Annotated coordinate records:

· · · · ·

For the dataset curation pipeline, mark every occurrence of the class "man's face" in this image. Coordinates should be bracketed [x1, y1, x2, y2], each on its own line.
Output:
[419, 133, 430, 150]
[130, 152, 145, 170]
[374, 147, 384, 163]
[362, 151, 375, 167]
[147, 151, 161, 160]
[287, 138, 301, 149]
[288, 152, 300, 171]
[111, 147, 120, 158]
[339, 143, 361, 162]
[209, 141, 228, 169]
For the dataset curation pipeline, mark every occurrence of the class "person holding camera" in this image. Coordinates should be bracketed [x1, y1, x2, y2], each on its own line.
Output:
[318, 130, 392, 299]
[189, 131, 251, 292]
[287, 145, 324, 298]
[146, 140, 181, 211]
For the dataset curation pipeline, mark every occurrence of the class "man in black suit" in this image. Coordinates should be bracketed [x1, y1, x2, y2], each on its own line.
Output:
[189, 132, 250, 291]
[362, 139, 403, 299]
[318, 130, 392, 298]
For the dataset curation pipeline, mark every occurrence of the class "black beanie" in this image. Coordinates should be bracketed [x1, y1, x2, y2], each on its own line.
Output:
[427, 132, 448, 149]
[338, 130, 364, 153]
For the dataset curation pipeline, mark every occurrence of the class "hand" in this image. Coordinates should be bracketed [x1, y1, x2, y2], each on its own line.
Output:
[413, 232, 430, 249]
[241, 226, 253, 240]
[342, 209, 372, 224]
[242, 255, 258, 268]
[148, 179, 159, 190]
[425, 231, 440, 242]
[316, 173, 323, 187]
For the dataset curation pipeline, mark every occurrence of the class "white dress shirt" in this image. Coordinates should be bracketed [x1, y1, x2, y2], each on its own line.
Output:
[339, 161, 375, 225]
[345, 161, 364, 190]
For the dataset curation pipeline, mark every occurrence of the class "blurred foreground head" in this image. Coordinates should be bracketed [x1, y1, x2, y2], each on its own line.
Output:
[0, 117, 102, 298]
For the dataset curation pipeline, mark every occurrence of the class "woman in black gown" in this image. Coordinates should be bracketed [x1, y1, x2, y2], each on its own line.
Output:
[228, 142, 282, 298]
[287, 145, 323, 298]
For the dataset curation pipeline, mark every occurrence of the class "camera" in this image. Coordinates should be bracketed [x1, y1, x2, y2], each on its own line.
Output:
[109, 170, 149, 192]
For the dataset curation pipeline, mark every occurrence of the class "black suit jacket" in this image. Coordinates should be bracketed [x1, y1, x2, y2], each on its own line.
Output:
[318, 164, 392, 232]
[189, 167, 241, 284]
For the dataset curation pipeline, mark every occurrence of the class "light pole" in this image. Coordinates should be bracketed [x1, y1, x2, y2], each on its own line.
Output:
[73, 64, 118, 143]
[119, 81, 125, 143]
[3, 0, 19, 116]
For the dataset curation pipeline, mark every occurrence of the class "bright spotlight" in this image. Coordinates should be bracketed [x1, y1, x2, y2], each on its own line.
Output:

· · · · ·

Give every line of the entries, starting at the first one and ending at the line containing "[338, 130, 364, 153]", as a Markdown table with the columns Row and Entry line, and leave out any blank lines.

| Row | Entry line |
|---|---|
| 1 | For the dataset curation pipeline, mark every occurrence of the class "man's face" in this image. Coordinates should be bracketed [x1, y1, x2, y2], each on its own line. |
| 2 | Output: |
| 3 | [419, 133, 430, 150] |
| 4 | [130, 152, 145, 170] |
| 5 | [374, 147, 384, 163] |
| 6 | [362, 151, 375, 167] |
| 7 | [147, 151, 161, 160] |
| 8 | [287, 138, 301, 149] |
| 9 | [288, 152, 300, 171] |
| 10 | [111, 147, 120, 158] |
| 11 | [339, 143, 361, 162] |
| 12 | [209, 141, 228, 169] |
| 13 | For the dataset curation pipeline, mark every occurrence of the class "person holding camera" in this image. Coordinates should be bracketed [x1, y1, x2, y2], each on its own line. |
| 14 | Output: |
| 15 | [318, 130, 392, 299] |
| 16 | [189, 131, 251, 292] |
| 17 | [287, 145, 324, 298] |
| 18 | [146, 140, 181, 211] |
| 19 | For the dataset curation pipeline, mark every occurrence of the class "man in black suit" in this image. Coordinates should be bracketed [x1, y1, x2, y2], each on its own line. |
| 20 | Output: |
| 21 | [189, 132, 250, 291] |
| 22 | [362, 139, 403, 299] |
| 23 | [318, 130, 392, 298] |
| 24 | For the dataset curation pipeline, mark every occurrence of the class "black beanie" in this image. Coordinates should be bracketed [x1, y1, x2, y2], each on its own line. |
| 25 | Output: |
| 26 | [427, 132, 448, 149] |
| 27 | [338, 130, 364, 153] |